*Tasks to carry out*
(A) Please write out the entire passage on Europe's energy options, word for word.
(B) Give again, word for word, the records starting at the line that contains "query (the noun phrase to segment): <item>rooftop" and ending at the final line of the records, with both ends included.

Because natural gas in the U.S. now crowds out coal, Europe gets a lot of its surplus coal for power plants. So while natural gas use has declined, it is increasingly hostage to dirty U.S. coal- sort of a negative equilibrium for our friends on the other side of the Atlantic. Rising carbon emissions from coal have come close to netting out the carbon benefits from investment in renewables, natural gas and the economic downturn.

What are Europe’s generally intelligent public and private sector leaders to do?  Sounds obvious!  Increase imports of shale gas from the U.S.!  No, says Scaroni. By the time transport costs are added and subject to liquefaction in the U.S. for shipping and regasification for use in Europe, shale gas exported from the U.S. is twice as expensive as gas in the U.S. While likely a bit exaggerated, the author indicates that buying U.S. natural gas would be economically disastrous.

It is also not a good political move. Besides the costs for U.S. natural gas, many Europeans still view the U.S. as “that” upstart nation, once defined by old Europe as the “colonies.” Heck, it was only near 325 years ago; it’s too early to pay reparations.

Scaroni thinks the answer is to explore home grown shale oil assets and nuclear energy, as well as increasing the efficiency of conventional fuels. To secure the first two, however, will be tough given the opposition of environmentalists and people who would like to keep Europe just as it is. Further, high density wall to wall development throughout Europe and Great Britain creates even more fear concerning despoiling the remaining open space and breeds an intense “not in my neighborhood” attitude in many areas. Efficiency is praised by most, because it is often used devoid of real meaning in political rhetoric. Who can be against it, until specifics and likely mandates, costs, and its impact are put on the table?

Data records
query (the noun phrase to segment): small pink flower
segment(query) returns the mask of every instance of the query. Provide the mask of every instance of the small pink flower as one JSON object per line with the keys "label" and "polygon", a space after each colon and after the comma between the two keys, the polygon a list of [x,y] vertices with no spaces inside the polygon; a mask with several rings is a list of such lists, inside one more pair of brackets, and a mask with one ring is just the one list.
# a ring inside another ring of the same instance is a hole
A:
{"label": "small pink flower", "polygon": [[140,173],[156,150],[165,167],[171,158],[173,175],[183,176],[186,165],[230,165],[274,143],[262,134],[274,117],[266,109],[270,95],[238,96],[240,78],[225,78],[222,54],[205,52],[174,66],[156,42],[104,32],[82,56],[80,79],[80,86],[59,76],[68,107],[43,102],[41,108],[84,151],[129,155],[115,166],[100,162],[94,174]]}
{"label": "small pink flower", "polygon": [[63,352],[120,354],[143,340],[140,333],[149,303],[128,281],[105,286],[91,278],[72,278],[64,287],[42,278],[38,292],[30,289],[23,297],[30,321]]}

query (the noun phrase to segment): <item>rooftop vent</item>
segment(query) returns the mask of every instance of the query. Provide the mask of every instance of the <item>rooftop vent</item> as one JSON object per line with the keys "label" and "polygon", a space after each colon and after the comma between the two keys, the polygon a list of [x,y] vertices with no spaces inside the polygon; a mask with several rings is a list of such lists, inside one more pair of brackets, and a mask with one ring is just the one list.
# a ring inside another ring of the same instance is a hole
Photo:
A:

*Response list*
(A)
Because natural gas in the U.S. now crowds out coal, Europe gets a lot of its surplus coal for power plants. So while natural gas use has declined, it is increasingly hostage to dirty U.S. coal- sort of a negative equilibrium for our friends on the other side of the Atlantic. Rising carbon emissions from coal have come close to netting out the carbon benefits from investment in renewables, natural gas and the economic downturn.

What are Europe’s generally intelligent public and private sector leaders to do?  Sounds obvious!  Increase imports of shale gas from the U.S.!  No, says Scaroni. By the time transport costs are added and subject to liquefaction in the U.S. for shipping and regasification for use in Europe, shale gas exported from the U.S. is twice as expensive as gas in the U.S. While likely a bit exaggerated, the author indicates that buying U.S. natural gas would be economically disastrous.

It is also not a good political move. Besides the costs for U.S. natural gas, many Europeans still view the U.S. as “that” upstart nation, once defined by old Europe as the “colonies.” Heck, it was only near 325 years ago; it’s too early to pay reparations.

Scaroni thinks the answer is to explore home grown shale oil assets and nuclear energy, as well as increasing the efficiency of conventional fuels. To secure the first two, however, will be tough given the opposition of environmentalists and people who would like to keep Europe just as it is. Further, high density wall to wall development throughout Europe and Great Britain creates even more fear concerning despoiling the remaining open space and breeds an intense “not in my neighborhood” attitude in many areas. Efficiency is praised by most, because it is often used devoid of real meaning in political rhetoric. Who can be against it, until specifics and likely mandates, costs, and its impact are put on the table?

(B)
query (the noun phrase to segment): <item>rooftop vent</item>
segment(query) returns the mask of every instance of the query. Provide the mask of every instance of the <item>rooftop vent</item> as one JSON object per line with the keys "label" and "polygon", a space after each colon and after the comma between the two keys, the polygon a list of [x,y] vertices with no spaces inside the polygon; a mask with several rings is a list of such lists, inside one more pair of brackets, and a mask with one ring is just the one list.
# a ring inside another ring of the same instance is a hole
Photo:
A:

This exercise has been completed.